*EXERCISE OBJECTIVE*:
Answer the following from the text on Flora Woodman below.
(a) In what year did Woodman sing at the Hallé?
(b) With which orchestra did she sing during her tour of the United States and Canada?
(c) What forced her to cancel engagements in 1931?

*SELECTED EXTRACT*:
▼

Flora Woodman (1896 – 1981) was a Scottish soprano singer popular for her London concert performances in the first decades of the twentieth century. She extensively performed in oratorios such as The Messiah and Elijah.

== Career ==
Woodman sang at the Hallé in 1915. In 1920 she was featured soloist for the Hamilton Choral Society, and "challenged criticism" at a Queen's Hall concert. In 1923 she arranged "The Vesper Hymn" by Thomas Moore, for her own performances.

Woodman sang The Messiah at the Three Choirs Festival in 1925, and with the Scottish Orchestra in 1927, but it was her performance of the Mad Scene from Lucia di Lammermoor that brought her favorable reviews. She was a soloist at the Norfolk and Norwich Triennial Music Festivals of 1927 and 1930. She toured the United States and Canada in 1929 and 1930, and sang with the St. Louis Symphony Orchestra during that tour.

She recorded for The Gramophone Company. She was reviewed as having a "light" voice, a "beaming smile" and "passably in tune" but having a limited range. "She has also a very unfortunate habit of beginning to sing a note before quite deciding on its pitch," according to a Boston Globe reviewer.

Her career was stalled in 1931, when complications following an appendectomy forced her to cancel engagements.

▲

[Stored items from a collection]
▼

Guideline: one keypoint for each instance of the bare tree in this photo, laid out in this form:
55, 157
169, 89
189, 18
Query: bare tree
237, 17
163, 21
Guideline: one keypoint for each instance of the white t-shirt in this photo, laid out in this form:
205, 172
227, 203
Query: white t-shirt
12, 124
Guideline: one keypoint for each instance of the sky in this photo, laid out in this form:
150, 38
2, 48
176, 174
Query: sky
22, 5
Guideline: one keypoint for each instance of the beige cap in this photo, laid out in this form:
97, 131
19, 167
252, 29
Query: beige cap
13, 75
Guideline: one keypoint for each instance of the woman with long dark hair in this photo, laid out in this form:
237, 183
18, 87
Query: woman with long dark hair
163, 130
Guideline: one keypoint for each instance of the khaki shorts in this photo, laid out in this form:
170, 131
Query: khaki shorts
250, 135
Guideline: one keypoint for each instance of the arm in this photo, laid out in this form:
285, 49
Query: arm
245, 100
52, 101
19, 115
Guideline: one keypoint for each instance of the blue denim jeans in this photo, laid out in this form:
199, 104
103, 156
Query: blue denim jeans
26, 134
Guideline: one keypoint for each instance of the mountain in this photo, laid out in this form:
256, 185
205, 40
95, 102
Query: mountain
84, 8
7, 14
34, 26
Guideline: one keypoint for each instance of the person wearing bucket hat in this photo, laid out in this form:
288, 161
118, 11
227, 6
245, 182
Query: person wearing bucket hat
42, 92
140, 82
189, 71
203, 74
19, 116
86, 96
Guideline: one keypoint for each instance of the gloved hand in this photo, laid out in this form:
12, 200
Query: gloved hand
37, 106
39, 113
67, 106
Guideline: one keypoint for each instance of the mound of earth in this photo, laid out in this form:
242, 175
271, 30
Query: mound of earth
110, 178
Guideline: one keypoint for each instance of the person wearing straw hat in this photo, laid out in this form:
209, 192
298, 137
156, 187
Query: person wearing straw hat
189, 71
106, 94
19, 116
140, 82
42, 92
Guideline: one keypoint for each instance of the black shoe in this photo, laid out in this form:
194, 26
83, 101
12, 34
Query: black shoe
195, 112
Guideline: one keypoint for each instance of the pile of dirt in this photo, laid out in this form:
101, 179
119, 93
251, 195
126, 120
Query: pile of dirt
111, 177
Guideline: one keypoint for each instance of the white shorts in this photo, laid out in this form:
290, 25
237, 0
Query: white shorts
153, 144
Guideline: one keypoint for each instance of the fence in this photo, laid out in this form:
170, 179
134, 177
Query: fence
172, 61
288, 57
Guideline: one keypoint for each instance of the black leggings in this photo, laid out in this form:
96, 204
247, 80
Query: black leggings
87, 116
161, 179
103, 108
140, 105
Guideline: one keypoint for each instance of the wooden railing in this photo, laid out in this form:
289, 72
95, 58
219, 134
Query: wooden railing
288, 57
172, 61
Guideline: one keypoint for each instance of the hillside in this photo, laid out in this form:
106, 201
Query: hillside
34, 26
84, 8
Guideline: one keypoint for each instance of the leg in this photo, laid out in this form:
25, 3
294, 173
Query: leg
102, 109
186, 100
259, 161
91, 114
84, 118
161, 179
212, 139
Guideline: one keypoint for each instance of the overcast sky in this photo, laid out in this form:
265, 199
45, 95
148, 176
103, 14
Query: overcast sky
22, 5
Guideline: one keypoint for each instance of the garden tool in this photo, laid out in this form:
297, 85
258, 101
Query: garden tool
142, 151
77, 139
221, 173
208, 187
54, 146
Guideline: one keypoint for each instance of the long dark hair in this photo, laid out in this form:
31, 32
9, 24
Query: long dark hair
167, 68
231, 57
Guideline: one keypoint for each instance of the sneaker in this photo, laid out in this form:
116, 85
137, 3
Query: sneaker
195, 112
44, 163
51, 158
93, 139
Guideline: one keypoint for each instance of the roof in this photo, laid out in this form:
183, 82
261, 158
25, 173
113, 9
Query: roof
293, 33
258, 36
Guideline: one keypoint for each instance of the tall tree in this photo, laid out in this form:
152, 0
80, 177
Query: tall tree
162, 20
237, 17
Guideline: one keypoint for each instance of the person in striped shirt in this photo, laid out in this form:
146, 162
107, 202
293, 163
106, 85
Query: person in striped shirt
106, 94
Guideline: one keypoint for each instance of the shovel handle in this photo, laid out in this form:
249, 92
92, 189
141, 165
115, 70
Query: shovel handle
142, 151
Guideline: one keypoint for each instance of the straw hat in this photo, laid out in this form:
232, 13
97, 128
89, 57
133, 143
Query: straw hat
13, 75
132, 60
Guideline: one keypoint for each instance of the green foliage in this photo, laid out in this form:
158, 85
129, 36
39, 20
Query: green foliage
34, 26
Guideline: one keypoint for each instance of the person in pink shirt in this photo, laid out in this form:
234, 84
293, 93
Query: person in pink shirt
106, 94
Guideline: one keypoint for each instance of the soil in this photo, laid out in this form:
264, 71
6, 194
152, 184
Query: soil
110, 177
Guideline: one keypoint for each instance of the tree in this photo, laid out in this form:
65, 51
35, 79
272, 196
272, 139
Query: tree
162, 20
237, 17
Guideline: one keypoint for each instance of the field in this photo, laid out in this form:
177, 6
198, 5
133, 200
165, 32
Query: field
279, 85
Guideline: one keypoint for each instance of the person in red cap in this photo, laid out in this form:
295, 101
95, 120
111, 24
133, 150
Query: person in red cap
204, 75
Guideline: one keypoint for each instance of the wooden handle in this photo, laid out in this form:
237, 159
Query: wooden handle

▲

*RESULT FOR THIS TASK*:
(a) 1915
(b) The St. Louis Symphony Orchestra
(c) Complications following an appendectomy